Region pointing data

---

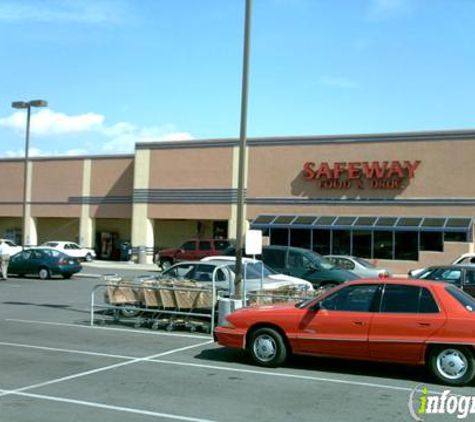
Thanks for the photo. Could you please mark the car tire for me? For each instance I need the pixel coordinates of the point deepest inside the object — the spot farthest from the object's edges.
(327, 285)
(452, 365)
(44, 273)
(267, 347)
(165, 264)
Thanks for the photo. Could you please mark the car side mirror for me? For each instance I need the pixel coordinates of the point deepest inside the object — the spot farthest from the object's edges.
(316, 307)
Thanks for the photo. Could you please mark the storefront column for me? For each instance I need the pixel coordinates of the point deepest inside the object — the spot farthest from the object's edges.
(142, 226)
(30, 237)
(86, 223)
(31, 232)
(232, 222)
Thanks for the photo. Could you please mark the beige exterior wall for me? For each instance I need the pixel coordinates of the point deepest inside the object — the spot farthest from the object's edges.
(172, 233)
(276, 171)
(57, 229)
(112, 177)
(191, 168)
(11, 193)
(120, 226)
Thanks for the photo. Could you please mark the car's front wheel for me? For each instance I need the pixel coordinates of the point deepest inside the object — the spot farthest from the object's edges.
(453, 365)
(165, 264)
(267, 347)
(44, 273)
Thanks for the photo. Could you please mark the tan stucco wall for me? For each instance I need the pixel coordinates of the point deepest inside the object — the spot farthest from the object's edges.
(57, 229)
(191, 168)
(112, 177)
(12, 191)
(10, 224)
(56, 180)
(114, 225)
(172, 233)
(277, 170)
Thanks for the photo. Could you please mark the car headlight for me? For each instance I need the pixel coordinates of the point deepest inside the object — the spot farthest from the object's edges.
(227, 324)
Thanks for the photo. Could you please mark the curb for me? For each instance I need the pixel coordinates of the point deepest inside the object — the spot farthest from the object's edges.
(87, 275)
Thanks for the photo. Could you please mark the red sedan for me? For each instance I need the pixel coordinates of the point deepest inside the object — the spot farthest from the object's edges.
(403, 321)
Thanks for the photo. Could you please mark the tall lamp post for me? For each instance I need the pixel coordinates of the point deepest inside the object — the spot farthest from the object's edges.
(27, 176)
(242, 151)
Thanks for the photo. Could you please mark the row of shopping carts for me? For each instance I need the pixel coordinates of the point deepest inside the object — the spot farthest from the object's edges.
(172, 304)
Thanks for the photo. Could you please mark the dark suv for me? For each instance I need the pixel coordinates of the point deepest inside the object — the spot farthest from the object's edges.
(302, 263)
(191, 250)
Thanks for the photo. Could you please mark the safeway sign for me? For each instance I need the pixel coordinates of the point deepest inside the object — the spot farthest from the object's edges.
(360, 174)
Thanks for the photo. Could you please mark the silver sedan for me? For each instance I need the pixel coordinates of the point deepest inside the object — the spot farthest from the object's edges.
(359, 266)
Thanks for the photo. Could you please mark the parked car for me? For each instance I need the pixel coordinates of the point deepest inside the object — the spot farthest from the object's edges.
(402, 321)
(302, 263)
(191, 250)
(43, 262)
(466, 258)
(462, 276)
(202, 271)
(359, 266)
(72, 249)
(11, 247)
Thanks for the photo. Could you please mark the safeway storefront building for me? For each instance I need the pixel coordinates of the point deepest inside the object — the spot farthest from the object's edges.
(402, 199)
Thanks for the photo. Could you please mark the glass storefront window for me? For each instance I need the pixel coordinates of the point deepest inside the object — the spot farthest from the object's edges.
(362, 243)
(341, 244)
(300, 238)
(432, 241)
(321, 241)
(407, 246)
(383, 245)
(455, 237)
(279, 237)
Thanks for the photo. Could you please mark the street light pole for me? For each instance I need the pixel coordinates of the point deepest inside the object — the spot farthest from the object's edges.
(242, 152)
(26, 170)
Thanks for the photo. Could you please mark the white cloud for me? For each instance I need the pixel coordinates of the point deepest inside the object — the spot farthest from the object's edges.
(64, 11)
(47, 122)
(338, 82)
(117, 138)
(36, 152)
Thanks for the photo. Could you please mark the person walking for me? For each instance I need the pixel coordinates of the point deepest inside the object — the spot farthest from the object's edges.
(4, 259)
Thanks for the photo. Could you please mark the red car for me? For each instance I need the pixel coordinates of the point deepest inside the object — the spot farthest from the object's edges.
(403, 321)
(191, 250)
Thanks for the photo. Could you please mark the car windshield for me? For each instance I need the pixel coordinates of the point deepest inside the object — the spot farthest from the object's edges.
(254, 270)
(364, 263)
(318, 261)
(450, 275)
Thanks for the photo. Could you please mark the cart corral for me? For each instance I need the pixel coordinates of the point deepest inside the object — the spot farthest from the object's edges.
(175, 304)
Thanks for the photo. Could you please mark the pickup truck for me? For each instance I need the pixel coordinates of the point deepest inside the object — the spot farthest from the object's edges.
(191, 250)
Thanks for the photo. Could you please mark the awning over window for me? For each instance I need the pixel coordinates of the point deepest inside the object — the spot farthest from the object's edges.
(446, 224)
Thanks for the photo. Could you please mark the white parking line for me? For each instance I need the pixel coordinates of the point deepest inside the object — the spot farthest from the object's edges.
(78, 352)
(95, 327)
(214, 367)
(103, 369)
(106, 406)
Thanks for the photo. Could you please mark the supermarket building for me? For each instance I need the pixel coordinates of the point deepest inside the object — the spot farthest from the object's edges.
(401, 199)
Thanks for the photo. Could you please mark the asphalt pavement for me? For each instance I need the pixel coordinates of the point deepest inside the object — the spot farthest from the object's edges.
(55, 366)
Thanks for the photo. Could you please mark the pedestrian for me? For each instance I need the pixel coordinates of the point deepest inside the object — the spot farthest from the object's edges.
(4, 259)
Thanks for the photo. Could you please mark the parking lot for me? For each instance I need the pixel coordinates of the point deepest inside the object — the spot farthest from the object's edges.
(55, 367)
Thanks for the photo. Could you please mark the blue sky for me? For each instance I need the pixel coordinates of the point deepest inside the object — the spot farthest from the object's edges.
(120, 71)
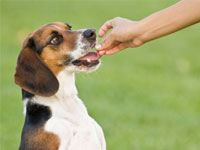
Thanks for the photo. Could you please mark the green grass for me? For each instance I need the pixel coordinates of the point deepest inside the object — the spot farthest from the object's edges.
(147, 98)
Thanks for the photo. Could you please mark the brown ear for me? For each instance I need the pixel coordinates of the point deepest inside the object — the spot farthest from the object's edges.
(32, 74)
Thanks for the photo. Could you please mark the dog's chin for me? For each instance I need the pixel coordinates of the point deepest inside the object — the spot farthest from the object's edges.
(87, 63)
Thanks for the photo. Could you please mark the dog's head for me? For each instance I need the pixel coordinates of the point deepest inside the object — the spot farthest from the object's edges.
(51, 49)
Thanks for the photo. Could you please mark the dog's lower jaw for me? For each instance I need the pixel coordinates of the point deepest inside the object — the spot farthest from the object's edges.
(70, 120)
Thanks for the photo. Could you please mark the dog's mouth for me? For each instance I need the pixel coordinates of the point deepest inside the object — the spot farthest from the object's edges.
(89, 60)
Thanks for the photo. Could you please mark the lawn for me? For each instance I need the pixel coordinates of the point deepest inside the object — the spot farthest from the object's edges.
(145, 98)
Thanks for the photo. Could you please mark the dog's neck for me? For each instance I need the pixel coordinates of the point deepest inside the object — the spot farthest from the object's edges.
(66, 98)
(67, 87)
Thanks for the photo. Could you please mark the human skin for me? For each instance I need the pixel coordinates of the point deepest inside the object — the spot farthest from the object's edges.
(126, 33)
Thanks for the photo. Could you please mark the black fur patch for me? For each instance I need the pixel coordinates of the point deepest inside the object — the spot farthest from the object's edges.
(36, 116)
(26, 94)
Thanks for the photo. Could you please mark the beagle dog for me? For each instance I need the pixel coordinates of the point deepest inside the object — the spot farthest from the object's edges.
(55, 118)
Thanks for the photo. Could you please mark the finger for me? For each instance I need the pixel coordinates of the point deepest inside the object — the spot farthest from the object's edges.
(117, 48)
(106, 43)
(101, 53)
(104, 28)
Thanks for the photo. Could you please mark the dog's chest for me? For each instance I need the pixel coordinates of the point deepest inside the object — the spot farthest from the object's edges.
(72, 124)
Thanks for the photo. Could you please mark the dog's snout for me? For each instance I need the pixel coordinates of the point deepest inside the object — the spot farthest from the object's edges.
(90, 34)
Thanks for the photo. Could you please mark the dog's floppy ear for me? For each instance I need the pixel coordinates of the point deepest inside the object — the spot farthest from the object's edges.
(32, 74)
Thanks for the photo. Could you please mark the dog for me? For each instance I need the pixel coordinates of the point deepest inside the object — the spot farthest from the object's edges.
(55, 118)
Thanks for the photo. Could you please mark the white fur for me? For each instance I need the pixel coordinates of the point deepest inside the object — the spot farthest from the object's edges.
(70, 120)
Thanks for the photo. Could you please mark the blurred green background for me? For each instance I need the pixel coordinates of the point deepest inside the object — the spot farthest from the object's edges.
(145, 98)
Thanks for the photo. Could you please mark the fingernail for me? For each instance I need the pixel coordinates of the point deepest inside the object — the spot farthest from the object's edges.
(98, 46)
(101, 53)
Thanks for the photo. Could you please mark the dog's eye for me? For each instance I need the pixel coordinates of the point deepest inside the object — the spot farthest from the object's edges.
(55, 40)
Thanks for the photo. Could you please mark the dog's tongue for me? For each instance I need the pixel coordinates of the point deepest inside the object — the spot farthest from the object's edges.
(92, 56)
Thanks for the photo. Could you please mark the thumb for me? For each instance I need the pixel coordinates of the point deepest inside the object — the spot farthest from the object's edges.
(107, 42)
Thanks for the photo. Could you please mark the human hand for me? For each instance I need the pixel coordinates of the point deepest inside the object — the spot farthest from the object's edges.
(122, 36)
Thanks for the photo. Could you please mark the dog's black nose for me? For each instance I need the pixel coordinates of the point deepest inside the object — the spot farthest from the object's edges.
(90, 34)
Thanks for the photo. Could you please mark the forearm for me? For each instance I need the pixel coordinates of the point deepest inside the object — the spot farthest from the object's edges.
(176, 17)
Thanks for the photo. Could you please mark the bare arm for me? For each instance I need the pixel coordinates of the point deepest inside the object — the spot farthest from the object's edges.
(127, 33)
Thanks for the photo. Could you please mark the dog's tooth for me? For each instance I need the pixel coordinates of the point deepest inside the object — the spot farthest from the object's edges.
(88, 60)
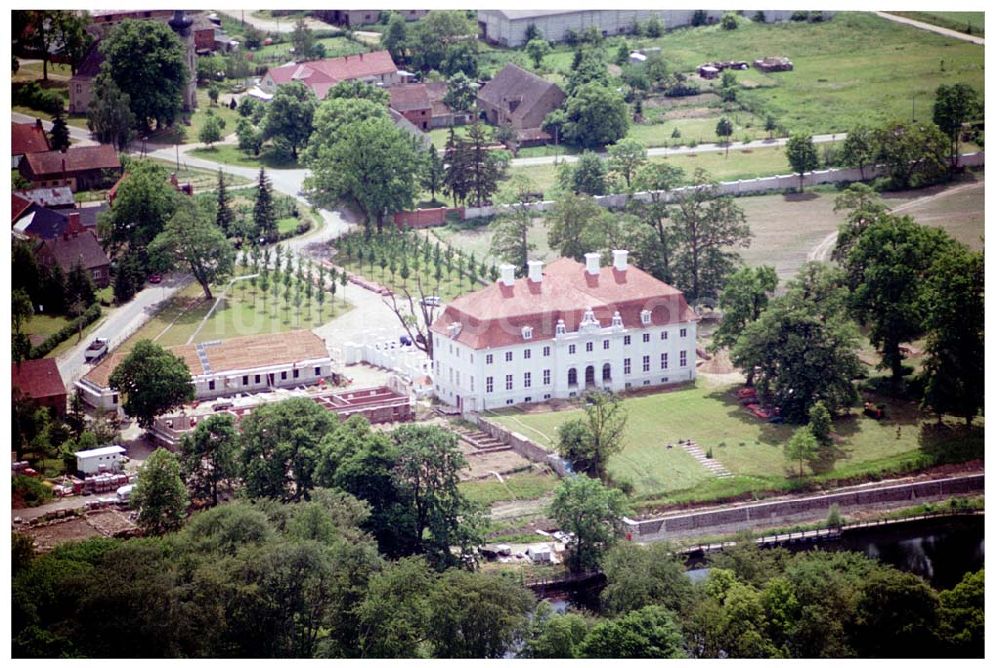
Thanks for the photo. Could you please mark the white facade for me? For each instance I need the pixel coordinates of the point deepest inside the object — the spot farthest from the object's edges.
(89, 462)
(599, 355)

---

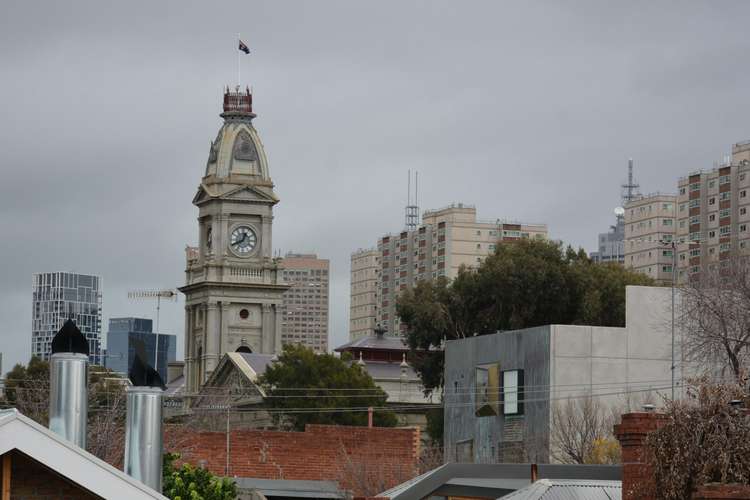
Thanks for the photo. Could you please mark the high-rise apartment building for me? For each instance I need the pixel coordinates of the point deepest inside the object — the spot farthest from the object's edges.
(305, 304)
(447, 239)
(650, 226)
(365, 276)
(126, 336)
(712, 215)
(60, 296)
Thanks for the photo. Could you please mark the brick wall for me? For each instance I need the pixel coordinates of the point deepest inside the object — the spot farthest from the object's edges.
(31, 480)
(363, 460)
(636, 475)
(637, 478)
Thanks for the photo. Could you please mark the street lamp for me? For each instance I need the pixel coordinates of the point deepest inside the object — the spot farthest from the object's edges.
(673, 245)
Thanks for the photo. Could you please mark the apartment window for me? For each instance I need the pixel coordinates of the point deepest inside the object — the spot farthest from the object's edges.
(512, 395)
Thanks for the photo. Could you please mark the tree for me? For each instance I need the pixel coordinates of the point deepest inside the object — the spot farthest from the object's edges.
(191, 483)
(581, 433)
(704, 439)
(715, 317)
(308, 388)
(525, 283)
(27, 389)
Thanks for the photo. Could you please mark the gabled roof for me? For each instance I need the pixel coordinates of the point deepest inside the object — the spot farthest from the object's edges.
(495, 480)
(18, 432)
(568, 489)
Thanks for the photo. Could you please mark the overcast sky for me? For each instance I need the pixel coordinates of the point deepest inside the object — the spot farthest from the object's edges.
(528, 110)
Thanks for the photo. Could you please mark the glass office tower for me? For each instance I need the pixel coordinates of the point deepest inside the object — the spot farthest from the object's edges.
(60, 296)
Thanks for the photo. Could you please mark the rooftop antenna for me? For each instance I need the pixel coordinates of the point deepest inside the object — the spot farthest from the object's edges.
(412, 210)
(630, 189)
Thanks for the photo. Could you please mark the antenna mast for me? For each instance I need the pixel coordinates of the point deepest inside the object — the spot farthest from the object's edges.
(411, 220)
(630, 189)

---

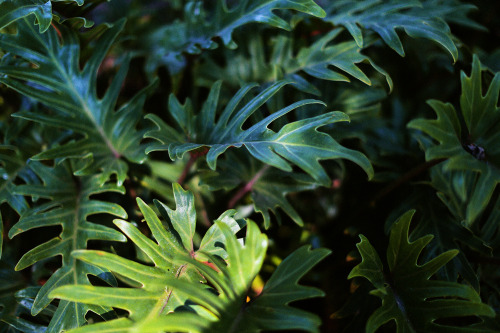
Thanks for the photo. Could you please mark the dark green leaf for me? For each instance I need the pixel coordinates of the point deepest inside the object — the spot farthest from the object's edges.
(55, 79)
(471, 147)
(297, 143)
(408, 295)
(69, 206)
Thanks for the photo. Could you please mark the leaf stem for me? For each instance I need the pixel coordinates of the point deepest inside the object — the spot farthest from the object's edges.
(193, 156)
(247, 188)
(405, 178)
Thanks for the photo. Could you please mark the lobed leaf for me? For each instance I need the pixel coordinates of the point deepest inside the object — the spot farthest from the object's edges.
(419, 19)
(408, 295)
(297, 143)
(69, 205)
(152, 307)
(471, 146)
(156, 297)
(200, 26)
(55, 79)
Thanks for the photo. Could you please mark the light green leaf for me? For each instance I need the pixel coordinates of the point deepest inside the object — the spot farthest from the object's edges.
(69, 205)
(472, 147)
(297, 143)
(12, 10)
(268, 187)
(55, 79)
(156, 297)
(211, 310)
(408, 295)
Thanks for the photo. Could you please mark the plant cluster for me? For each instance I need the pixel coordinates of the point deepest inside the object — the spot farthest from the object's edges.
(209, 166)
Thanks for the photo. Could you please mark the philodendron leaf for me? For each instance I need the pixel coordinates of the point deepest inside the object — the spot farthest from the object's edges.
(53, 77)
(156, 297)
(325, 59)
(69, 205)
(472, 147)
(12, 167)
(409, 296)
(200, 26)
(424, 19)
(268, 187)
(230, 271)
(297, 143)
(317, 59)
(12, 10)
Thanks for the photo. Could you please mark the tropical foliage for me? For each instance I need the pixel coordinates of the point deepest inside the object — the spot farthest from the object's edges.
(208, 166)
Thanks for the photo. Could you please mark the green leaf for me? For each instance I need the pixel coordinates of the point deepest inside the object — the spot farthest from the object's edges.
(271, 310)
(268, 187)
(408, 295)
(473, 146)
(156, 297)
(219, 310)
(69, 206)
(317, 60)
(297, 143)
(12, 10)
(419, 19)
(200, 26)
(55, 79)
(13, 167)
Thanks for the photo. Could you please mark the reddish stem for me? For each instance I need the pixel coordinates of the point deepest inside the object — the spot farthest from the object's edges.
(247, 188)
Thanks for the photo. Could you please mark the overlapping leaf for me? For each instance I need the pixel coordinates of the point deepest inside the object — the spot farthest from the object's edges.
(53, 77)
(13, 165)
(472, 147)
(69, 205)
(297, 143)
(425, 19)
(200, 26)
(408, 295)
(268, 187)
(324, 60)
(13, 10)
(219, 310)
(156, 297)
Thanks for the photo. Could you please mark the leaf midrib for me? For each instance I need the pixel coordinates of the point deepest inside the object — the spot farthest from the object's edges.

---

Copy out only the lines above from the one with "Thanks for the photo. Could you please mark the green leaf" to the one with "Thanks for the photo. Could you please mark the leaf midrib", inclusive, exactly as they stand.

[Result below]
Thanks for the photo. Could you please mark the green leaf for me? For each instance I need the pixel coordinates of the point deepest inside the object — the spot farthest from the object's edges.
(271, 310)
(268, 187)
(408, 295)
(473, 146)
(156, 297)
(219, 310)
(69, 206)
(317, 60)
(297, 143)
(12, 10)
(419, 19)
(200, 26)
(55, 79)
(13, 167)
Thanks for the photo. Could you please mark the reddish stem for me? For each instance I need the pixel coordinates of the point deepest inside the object — the spot farthest from the object's edges.
(247, 188)
Thanks for the photo. Could you please mark the overlapping leaf for me? For each instance I need the pixel coordinates of the point deepest inside the object — the spot farthest from the object's edges.
(53, 77)
(13, 165)
(472, 147)
(69, 205)
(297, 143)
(425, 19)
(200, 26)
(408, 295)
(268, 187)
(324, 60)
(13, 10)
(219, 310)
(156, 297)
Thanks for the photo. Could you please mark the leaf midrib for me? For each instance I need the pixel coordinates of the point deepest inside the object — the spot farthest from the object's edges.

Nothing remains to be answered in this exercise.